**Activity:** All lines from the one holding "of the sunflower" through the last line of the entries below must be transcribed exactly, and no others. Pictures do not go in.
<<<<
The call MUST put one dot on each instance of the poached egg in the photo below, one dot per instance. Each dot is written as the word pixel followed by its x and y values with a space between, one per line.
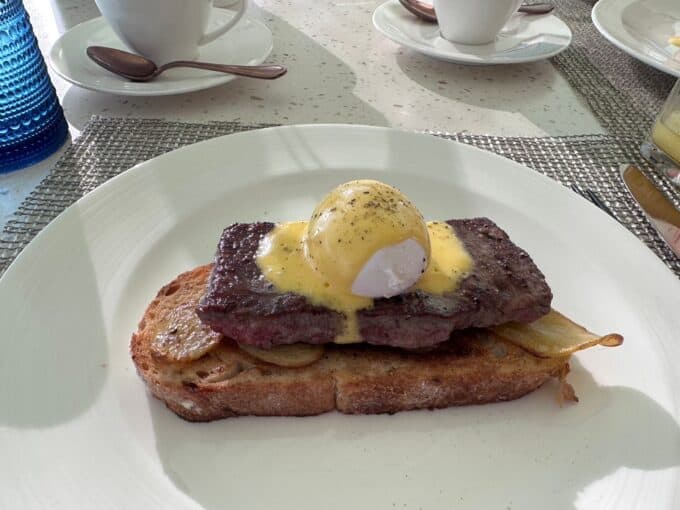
pixel 364 240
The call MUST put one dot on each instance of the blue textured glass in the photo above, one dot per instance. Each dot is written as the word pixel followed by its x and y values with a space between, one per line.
pixel 32 124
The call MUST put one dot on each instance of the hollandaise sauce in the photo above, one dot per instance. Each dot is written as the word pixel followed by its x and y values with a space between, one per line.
pixel 284 259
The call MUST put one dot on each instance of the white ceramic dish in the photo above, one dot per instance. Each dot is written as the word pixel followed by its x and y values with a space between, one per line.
pixel 523 39
pixel 642 28
pixel 78 429
pixel 248 43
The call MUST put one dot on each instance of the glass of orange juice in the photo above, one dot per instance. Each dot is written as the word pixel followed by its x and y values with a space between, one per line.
pixel 663 147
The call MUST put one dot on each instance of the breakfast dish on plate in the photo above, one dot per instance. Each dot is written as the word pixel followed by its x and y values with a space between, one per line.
pixel 365 308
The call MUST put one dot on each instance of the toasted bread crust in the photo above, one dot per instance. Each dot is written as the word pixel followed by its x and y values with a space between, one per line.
pixel 474 367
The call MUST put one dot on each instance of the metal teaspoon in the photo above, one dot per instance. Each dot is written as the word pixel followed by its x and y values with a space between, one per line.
pixel 137 68
pixel 426 11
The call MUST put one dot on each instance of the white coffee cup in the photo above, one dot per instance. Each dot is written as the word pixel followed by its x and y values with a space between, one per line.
pixel 473 21
pixel 165 30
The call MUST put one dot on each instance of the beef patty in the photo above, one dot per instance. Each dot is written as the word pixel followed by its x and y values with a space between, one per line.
pixel 505 285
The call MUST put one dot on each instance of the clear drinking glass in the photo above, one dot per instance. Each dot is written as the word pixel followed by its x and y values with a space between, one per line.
pixel 32 124
pixel 663 147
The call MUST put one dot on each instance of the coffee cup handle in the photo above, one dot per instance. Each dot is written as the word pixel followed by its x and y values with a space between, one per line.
pixel 211 36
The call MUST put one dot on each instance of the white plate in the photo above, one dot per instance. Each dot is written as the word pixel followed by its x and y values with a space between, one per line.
pixel 248 43
pixel 523 39
pixel 78 429
pixel 642 28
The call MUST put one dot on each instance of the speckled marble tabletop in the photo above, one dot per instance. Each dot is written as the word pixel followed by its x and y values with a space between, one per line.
pixel 340 70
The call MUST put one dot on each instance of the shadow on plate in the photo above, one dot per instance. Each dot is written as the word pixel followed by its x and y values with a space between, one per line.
pixel 55 359
pixel 316 81
pixel 520 454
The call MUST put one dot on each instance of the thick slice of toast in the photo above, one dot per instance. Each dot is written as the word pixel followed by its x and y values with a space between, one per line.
pixel 474 367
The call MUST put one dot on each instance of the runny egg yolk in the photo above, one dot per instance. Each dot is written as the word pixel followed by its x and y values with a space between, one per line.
pixel 367 238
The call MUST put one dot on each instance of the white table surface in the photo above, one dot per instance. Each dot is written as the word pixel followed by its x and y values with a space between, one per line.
pixel 340 70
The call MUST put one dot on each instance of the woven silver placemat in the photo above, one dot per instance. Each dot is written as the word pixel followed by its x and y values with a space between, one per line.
pixel 109 146
pixel 624 94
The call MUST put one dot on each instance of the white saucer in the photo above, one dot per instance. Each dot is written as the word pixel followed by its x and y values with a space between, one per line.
pixel 248 43
pixel 642 28
pixel 524 38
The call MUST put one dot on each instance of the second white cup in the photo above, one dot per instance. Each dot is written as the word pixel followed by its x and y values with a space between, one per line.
pixel 473 21
pixel 165 30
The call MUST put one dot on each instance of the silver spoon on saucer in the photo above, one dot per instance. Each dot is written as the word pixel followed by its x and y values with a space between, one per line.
pixel 426 12
pixel 137 68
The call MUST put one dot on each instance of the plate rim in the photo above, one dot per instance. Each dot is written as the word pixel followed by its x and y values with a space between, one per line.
pixel 463 59
pixel 54 61
pixel 596 16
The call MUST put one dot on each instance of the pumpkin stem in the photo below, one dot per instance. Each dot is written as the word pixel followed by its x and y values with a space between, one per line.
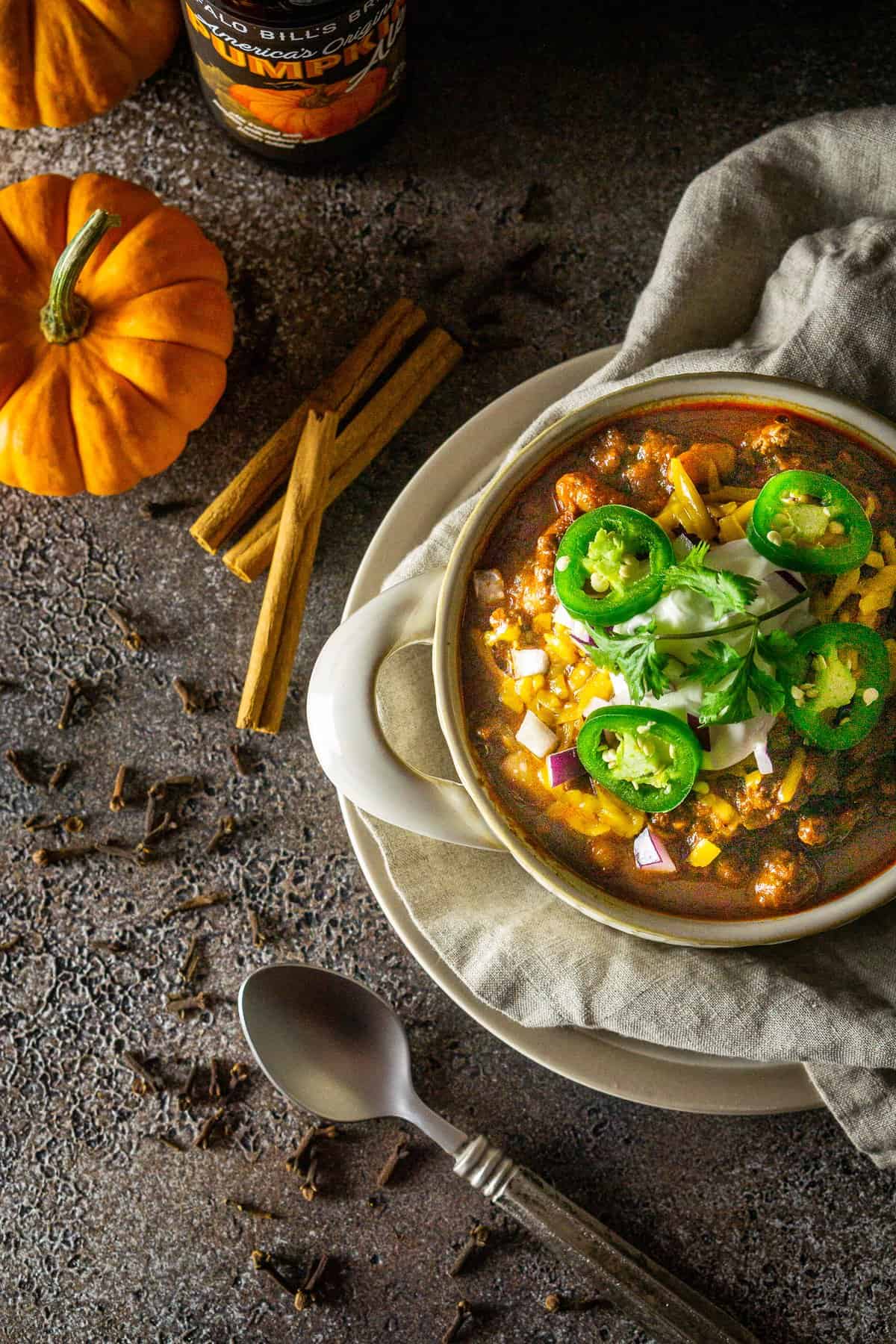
pixel 66 315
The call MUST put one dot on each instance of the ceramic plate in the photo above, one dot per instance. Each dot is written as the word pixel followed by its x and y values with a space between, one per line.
pixel 656 1075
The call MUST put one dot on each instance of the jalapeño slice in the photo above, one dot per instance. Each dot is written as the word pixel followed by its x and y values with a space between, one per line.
pixel 839 694
pixel 650 759
pixel 610 564
pixel 809 522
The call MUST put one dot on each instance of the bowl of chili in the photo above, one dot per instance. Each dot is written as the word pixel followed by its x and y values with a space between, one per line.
pixel 662 656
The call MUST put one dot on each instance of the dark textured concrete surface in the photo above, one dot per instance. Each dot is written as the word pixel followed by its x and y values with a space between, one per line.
pixel 109 1236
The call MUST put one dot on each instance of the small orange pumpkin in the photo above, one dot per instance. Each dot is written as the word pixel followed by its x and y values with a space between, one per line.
pixel 314 113
pixel 63 60
pixel 114 327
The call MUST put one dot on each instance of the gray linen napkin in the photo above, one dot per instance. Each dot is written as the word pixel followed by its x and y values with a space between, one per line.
pixel 780 260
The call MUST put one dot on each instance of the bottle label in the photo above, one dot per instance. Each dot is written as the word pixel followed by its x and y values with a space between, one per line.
pixel 287 85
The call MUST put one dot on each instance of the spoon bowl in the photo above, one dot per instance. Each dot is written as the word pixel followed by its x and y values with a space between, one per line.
pixel 335 1048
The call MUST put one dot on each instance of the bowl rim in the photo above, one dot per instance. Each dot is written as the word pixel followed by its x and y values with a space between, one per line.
pixel 840 411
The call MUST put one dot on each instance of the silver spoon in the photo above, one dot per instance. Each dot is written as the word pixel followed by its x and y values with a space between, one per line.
pixel 339 1050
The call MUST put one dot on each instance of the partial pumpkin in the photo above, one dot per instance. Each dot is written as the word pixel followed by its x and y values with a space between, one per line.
pixel 114 329
pixel 65 60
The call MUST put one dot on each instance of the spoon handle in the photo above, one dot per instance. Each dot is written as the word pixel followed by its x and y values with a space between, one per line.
pixel 647 1293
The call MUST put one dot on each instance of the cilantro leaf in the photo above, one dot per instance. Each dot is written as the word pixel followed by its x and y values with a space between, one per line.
pixel 635 656
pixel 782 652
pixel 727 591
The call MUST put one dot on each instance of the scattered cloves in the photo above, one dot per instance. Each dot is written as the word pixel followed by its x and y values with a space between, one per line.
pixel 462 1315
pixel 207 1128
pixel 73 690
pixel 119 803
pixel 226 828
pixel 187 1003
pixel 258 937
pixel 190 965
pixel 265 1265
pixel 401 1149
pixel 190 700
pixel 132 638
pixel 308 1183
pixel 207 898
pixel 139 1070
pixel 60 776
pixel 477 1238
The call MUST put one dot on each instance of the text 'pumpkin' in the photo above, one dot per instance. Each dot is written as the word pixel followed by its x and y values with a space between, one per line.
pixel 111 355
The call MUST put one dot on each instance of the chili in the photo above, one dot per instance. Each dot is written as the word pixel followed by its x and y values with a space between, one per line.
pixel 610 564
pixel 653 762
pixel 805 520
pixel 839 695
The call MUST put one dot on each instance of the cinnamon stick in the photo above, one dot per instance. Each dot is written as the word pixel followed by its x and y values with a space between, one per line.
pixel 280 621
pixel 339 393
pixel 359 443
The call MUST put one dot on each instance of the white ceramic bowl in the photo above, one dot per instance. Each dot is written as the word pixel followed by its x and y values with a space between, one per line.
pixel 341 699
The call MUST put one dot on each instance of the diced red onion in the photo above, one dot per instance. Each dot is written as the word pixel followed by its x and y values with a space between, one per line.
pixel 488 586
pixel 529 662
pixel 563 766
pixel 536 735
pixel 650 853
pixel 700 732
pixel 791 578
pixel 763 759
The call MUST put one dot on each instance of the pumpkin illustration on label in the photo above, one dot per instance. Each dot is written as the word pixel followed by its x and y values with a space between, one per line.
pixel 319 112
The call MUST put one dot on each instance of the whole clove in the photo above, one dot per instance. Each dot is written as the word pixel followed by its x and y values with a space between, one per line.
pixel 139 1070
pixel 305 1142
pixel 240 765
pixel 20 768
pixel 253 1210
pixel 43 858
pixel 207 898
pixel 119 803
pixel 60 776
pixel 132 638
pixel 119 850
pixel 73 690
pixel 226 828
pixel 462 1315
pixel 168 1142
pixel 164 827
pixel 258 937
pixel 160 508
pixel 265 1265
pixel 305 1295
pixel 113 945
pixel 477 1238
pixel 190 965
pixel 190 700
pixel 401 1149
pixel 238 1074
pixel 308 1183
pixel 207 1128
pixel 187 1003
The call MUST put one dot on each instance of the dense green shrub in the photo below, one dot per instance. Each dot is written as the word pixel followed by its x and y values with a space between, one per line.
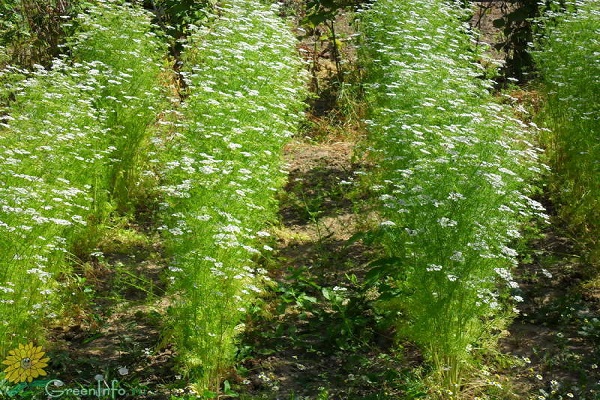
pixel 568 59
pixel 243 100
pixel 52 157
pixel 70 136
pixel 129 59
pixel 452 173
pixel 31 31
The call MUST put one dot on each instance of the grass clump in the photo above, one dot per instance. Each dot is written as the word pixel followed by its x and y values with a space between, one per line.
pixel 69 153
pixel 244 90
pixel 567 56
pixel 128 59
pixel 452 178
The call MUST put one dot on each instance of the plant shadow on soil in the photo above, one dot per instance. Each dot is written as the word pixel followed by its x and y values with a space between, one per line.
pixel 557 333
pixel 113 328
pixel 316 335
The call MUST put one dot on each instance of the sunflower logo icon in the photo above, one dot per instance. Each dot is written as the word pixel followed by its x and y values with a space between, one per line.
pixel 25 363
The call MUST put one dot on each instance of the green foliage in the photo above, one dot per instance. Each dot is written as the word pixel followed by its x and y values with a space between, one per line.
pixel 222 170
pixel 517 28
pixel 453 168
pixel 176 17
pixel 32 31
pixel 569 65
pixel 129 59
pixel 62 141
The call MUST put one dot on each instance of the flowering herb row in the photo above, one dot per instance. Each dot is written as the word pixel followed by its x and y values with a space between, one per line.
pixel 69 146
pixel 453 172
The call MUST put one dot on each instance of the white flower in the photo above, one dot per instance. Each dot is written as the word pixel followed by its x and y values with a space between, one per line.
pixel 447 222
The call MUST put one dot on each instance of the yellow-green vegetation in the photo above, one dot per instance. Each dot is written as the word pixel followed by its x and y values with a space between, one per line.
pixel 70 143
pixel 454 175
pixel 567 56
pixel 242 103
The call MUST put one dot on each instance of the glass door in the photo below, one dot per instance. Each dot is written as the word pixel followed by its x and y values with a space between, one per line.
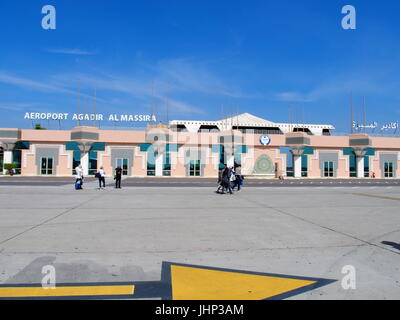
>>>>
**The answer:**
The call MUST put one dot on each instance of the sunflower logo icon in the photo above, one dot per instance. Each dot is written as the word pixel followed by its x and y values with a space between, one per line.
pixel 25 363
The call MUST put one dot on each instance of the green foliage in the photo above, one dot per instance. Each dot is written as the word pixel followed by its x and y values with a space between, one per line.
pixel 222 170
pixel 517 28
pixel 453 168
pixel 176 17
pixel 32 31
pixel 569 65
pixel 129 59
pixel 62 141
The call MUST put one dot on each instance of the flowering herb row in the photo above, one dot per instance. Each dot is written as the word pixel followed by its x and y values with a space between, one per line.
pixel 69 146
pixel 453 172
The call MUST put one dot on each instance of the white flower in the photo above, one dot per instance. Each dot is written as the word pixel followed by its x and y values with a space between, one per line.
pixel 447 222
The call MUST put one dot on each instance of the yellow-green vegetation in the photo above, one dot per instance. Each dot is written as the word pixel followed by its x and y values with a space between, one per line.
pixel 70 143
pixel 454 175
pixel 567 56
pixel 242 103
The call MUST put one dot on each instance of the glass door in the photo below, one dot per instance. Each dot is written as the word pixel followed by its x and y values with a space between, one per line.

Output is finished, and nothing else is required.